# Painel solar



## cmg (30 Ago 2017 às 13:15)

Boas 
Tenho aqui um painel solar para a estação pelo que queria saber, pela vossa experiência, se aquele deve estar apontado a Sul ou ao sol do meio dia? 
Obrigado 
Cumps


----------



## Toby (30 Ago 2017 às 15:17)

SUL


----------



## cmg (30 Ago 2017 às 17:01)

Obrigado Toby mas só mais uma pergunta uma vez que a sua resposta só traz um quadro, o factor de correcção o que é e como se aplica? 
(a ver se aparece esta pergunta) 
Obrigado 
Cumps


----------



## camrov8 (30 Ago 2017 às 18:53)

o factor de correcção é o grau da tua latitude, não basta apontar a sul, imagina no equador teria de apontar para cima 90º, em Lisboa será 38º ou 39º


----------



## cmg (30 Ago 2017 às 20:25)

camrov8 disse:


> o factor de correcção é o grau da tua latitude, não basta apontar a sul, imagina no equador teria de apontar para cima 90º, em Lisboa será 38º ou 39º


Obrigado.

### O pedido:
Reproduza o trecho do tópico sobre o painel solar que começa nas palavras "## Toby (30" e termina em "aparece esta pergunta)", trocando "quadro" por "gráfico".

[Entradas de rotulagem de contornos]
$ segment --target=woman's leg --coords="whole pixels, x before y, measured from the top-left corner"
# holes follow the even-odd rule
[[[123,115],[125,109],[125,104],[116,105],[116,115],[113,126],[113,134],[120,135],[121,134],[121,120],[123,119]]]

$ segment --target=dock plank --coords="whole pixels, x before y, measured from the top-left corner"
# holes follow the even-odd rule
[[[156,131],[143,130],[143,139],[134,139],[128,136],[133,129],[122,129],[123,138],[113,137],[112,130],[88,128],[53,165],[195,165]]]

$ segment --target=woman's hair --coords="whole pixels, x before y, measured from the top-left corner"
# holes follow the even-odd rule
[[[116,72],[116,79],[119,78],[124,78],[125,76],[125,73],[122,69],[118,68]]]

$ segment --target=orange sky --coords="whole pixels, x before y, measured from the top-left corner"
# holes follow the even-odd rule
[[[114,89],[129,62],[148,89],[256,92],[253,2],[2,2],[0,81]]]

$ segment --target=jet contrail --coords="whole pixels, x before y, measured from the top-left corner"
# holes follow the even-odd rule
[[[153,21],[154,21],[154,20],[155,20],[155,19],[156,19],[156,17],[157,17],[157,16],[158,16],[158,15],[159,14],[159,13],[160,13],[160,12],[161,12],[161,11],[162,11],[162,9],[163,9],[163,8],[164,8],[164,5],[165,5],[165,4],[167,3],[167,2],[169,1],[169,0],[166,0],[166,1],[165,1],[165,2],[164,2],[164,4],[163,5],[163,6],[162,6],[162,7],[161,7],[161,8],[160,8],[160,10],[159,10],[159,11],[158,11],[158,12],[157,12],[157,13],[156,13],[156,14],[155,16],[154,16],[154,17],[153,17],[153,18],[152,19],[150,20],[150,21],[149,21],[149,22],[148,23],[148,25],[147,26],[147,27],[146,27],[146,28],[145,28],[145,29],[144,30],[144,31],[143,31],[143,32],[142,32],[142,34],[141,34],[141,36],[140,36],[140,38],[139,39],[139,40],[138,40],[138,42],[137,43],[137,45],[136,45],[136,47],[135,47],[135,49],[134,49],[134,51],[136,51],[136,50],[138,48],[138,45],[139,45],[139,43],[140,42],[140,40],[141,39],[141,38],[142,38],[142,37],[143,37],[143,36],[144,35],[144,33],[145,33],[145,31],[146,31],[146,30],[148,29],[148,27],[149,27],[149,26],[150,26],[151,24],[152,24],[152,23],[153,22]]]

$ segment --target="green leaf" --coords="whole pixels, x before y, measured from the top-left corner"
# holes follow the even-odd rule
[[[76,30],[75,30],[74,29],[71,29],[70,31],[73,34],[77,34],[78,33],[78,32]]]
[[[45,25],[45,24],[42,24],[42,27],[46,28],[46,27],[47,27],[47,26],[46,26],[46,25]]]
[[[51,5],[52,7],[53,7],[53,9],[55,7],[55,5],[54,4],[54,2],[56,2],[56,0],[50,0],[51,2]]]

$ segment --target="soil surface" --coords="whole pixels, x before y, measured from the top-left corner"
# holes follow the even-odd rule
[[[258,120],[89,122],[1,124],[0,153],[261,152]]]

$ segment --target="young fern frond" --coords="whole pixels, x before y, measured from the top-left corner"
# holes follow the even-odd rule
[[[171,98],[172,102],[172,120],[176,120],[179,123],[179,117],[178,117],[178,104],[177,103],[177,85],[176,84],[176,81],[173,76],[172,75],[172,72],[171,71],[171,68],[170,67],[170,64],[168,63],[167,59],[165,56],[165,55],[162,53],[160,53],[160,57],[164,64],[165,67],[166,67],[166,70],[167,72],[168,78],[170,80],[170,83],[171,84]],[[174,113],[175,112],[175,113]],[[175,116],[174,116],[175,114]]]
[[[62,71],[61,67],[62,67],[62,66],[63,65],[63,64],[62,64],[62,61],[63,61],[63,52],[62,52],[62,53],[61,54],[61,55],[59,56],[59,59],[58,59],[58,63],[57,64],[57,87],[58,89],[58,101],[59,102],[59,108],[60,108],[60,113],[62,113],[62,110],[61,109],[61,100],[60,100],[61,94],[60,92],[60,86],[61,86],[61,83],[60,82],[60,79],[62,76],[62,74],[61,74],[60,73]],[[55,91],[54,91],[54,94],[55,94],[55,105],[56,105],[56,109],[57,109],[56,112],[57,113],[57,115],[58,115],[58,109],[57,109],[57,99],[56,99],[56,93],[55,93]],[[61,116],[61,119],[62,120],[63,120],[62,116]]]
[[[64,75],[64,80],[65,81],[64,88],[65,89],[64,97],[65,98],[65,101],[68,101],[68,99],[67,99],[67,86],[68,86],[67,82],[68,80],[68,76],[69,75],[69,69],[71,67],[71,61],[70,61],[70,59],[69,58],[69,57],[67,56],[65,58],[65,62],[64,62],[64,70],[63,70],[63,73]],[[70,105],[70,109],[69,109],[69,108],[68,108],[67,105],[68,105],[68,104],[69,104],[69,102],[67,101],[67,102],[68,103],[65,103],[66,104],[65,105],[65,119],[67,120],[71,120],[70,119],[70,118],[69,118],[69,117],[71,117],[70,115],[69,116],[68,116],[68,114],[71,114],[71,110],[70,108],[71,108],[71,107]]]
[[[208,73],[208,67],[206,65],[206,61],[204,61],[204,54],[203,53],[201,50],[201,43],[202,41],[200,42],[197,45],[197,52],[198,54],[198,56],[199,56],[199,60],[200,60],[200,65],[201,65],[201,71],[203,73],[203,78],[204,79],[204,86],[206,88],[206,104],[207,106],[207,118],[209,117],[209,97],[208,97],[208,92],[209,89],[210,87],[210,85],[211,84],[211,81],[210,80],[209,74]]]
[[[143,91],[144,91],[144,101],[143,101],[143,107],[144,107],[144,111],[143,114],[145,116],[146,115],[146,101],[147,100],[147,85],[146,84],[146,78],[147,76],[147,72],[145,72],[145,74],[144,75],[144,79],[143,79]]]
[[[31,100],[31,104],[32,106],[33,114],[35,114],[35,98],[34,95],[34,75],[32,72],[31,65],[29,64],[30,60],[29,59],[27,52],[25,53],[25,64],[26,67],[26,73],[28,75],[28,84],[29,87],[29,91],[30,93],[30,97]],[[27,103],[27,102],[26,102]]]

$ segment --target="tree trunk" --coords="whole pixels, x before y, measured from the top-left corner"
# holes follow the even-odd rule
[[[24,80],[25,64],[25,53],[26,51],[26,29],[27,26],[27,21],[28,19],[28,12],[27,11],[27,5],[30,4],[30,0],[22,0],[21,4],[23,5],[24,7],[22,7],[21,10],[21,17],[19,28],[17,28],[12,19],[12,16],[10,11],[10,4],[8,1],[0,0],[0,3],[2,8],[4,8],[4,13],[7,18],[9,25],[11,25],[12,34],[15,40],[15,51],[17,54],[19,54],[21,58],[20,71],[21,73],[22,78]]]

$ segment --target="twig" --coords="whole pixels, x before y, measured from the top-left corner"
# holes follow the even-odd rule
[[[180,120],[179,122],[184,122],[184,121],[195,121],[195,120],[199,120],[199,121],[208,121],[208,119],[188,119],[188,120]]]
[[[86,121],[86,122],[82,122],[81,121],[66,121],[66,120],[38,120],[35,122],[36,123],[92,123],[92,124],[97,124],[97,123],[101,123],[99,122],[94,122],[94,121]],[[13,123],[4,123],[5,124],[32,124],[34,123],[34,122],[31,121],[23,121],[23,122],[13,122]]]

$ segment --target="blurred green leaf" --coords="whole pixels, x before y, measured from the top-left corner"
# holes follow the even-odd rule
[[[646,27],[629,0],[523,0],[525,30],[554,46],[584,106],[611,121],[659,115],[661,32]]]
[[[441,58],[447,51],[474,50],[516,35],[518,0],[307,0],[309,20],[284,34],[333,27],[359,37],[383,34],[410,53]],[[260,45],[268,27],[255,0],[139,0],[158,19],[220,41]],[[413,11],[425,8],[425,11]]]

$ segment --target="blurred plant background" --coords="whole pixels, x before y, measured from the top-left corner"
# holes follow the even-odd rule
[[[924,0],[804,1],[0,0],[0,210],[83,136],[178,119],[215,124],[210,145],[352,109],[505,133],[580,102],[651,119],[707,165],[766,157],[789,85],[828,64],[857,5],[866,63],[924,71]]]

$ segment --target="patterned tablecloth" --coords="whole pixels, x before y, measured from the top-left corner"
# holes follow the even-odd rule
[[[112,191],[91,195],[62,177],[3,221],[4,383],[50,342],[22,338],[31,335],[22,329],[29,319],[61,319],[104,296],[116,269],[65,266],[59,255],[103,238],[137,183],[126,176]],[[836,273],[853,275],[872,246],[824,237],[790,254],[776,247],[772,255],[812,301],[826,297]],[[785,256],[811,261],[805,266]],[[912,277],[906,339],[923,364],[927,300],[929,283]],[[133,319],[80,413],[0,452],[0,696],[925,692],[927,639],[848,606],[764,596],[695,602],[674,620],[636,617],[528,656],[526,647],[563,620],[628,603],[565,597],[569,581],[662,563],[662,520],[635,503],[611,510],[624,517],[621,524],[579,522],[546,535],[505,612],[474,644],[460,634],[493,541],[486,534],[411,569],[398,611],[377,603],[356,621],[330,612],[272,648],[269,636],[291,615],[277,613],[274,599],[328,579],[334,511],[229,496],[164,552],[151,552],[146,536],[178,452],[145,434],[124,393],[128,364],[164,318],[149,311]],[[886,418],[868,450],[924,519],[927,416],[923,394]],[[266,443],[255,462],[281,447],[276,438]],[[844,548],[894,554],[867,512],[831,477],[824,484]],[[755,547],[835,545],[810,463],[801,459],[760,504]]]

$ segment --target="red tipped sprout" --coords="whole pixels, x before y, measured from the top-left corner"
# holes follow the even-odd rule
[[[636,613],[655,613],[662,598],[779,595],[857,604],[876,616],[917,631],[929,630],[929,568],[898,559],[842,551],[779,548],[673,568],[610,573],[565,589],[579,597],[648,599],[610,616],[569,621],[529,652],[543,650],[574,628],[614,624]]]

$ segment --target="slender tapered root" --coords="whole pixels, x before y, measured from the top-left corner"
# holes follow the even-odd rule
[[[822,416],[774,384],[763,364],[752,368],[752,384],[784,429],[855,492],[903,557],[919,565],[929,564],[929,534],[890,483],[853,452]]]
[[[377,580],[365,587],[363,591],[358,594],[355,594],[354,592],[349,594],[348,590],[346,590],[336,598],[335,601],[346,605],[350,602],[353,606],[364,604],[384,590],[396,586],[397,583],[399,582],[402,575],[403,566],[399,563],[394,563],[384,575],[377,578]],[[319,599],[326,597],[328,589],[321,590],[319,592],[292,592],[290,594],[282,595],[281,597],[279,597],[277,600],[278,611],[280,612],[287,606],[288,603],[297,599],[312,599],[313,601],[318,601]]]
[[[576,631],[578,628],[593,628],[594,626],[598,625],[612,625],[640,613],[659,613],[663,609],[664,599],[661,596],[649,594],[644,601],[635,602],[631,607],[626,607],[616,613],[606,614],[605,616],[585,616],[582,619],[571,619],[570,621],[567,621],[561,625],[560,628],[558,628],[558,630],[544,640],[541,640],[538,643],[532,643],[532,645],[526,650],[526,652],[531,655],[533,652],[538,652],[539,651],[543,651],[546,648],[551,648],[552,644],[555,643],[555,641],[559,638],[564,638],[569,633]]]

### Resposta esperada:
## Toby (30 Ago 2017 às 15:17)

SUL


----------



## cmg (30 Ago 2017 às 17:01)

Obrigado Toby mas só mais uma pergunta uma vez que a sua resposta só traz um gráfico, o factor de correcção o que é e como se aplica? 
(a ver se aparece esta pergunta)